- **EXERCISE**
Collect every line below that contains the string "crowd". Copy each one without changes.

━━━━

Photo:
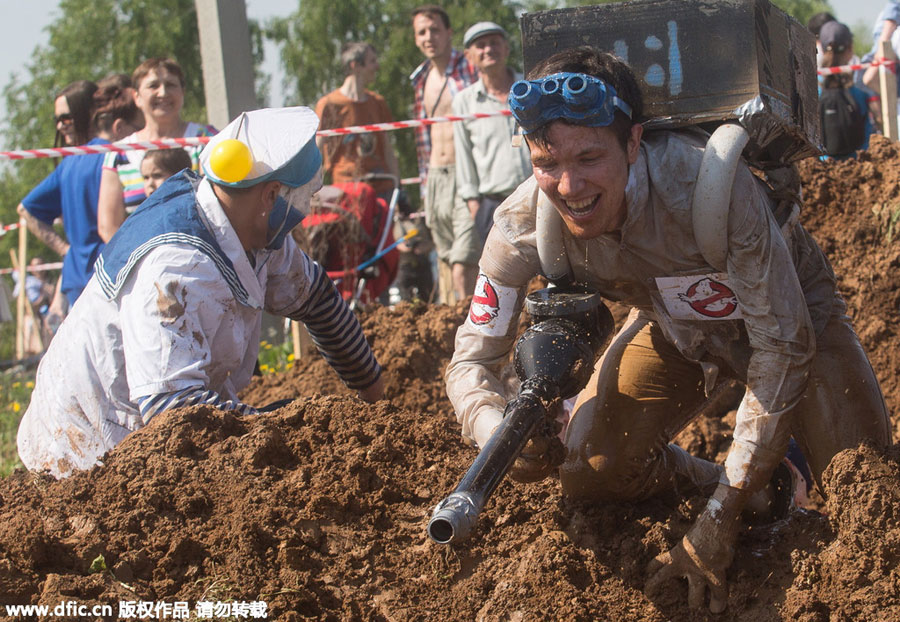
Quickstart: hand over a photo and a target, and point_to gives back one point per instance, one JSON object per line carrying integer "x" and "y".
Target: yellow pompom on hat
{"x": 271, "y": 144}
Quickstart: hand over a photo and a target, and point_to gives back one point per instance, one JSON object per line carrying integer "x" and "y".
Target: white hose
{"x": 551, "y": 250}
{"x": 712, "y": 192}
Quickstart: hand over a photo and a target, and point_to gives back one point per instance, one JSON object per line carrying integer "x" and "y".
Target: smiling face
{"x": 160, "y": 95}
{"x": 432, "y": 37}
{"x": 583, "y": 171}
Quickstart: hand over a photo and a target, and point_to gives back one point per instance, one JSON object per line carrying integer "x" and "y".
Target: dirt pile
{"x": 319, "y": 509}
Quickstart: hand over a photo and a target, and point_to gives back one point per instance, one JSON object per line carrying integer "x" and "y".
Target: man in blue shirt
{"x": 70, "y": 192}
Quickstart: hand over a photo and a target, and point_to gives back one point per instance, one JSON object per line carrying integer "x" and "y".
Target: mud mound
{"x": 853, "y": 210}
{"x": 319, "y": 509}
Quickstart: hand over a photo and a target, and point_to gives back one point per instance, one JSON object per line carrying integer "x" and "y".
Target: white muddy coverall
{"x": 175, "y": 325}
{"x": 759, "y": 322}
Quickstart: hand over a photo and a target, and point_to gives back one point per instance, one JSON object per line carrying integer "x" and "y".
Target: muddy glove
{"x": 705, "y": 553}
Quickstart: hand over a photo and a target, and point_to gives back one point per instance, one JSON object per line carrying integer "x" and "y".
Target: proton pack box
{"x": 703, "y": 62}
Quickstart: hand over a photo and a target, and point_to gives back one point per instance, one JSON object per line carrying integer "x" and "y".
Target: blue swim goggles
{"x": 581, "y": 98}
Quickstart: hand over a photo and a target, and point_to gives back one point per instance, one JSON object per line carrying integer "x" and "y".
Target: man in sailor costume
{"x": 172, "y": 314}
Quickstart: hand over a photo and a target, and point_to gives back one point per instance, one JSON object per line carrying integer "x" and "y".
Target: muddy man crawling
{"x": 610, "y": 206}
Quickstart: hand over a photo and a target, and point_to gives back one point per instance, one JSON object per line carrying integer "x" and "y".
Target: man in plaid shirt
{"x": 444, "y": 73}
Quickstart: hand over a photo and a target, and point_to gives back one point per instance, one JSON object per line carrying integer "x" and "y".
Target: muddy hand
{"x": 683, "y": 562}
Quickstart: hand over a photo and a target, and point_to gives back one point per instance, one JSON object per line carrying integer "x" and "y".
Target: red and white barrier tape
{"x": 830, "y": 71}
{"x": 44, "y": 267}
{"x": 171, "y": 143}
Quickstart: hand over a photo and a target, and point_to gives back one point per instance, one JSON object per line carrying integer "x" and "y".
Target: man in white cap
{"x": 171, "y": 316}
{"x": 488, "y": 166}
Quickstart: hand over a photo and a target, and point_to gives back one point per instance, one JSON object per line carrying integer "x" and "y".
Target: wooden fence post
{"x": 22, "y": 299}
{"x": 887, "y": 82}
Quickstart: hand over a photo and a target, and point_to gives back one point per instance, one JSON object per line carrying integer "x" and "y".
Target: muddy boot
{"x": 787, "y": 490}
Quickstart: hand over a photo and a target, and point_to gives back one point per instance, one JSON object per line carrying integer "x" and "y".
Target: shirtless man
{"x": 444, "y": 72}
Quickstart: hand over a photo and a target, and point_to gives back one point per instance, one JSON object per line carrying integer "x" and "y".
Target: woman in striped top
{"x": 159, "y": 94}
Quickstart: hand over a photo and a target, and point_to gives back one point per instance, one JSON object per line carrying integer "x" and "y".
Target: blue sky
{"x": 21, "y": 29}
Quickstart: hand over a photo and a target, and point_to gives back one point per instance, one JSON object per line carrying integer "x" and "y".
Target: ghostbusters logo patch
{"x": 699, "y": 297}
{"x": 485, "y": 306}
{"x": 492, "y": 307}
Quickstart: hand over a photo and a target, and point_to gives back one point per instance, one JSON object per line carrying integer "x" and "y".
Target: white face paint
{"x": 299, "y": 197}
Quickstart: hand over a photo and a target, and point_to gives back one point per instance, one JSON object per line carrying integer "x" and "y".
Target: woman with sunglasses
{"x": 159, "y": 95}
{"x": 72, "y": 190}
{"x": 72, "y": 113}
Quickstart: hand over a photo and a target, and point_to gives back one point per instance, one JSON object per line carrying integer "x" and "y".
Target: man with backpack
{"x": 843, "y": 106}
{"x": 616, "y": 204}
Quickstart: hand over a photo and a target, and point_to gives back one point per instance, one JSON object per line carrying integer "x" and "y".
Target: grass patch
{"x": 15, "y": 394}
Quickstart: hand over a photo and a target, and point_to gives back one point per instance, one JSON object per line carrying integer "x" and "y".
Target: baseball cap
{"x": 480, "y": 29}
{"x": 835, "y": 36}
{"x": 281, "y": 143}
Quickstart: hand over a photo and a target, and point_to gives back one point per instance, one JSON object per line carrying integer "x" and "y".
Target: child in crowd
{"x": 160, "y": 164}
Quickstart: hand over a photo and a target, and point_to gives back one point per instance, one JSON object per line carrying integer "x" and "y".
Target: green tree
{"x": 312, "y": 37}
{"x": 90, "y": 39}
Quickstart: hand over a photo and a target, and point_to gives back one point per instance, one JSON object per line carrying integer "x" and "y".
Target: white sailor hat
{"x": 272, "y": 144}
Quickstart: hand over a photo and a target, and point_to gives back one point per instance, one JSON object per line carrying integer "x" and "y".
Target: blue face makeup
{"x": 578, "y": 97}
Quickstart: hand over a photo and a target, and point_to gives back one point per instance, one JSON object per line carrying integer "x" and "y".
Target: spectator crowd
{"x": 465, "y": 169}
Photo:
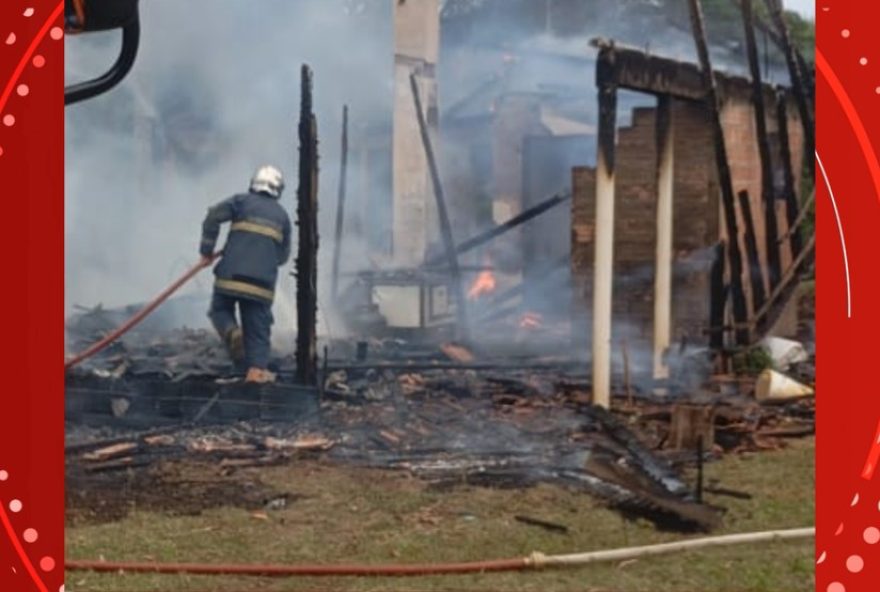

━━━━

- **ANSWER TO THIS TASK**
Target: child in crowd
Target: spectator crowd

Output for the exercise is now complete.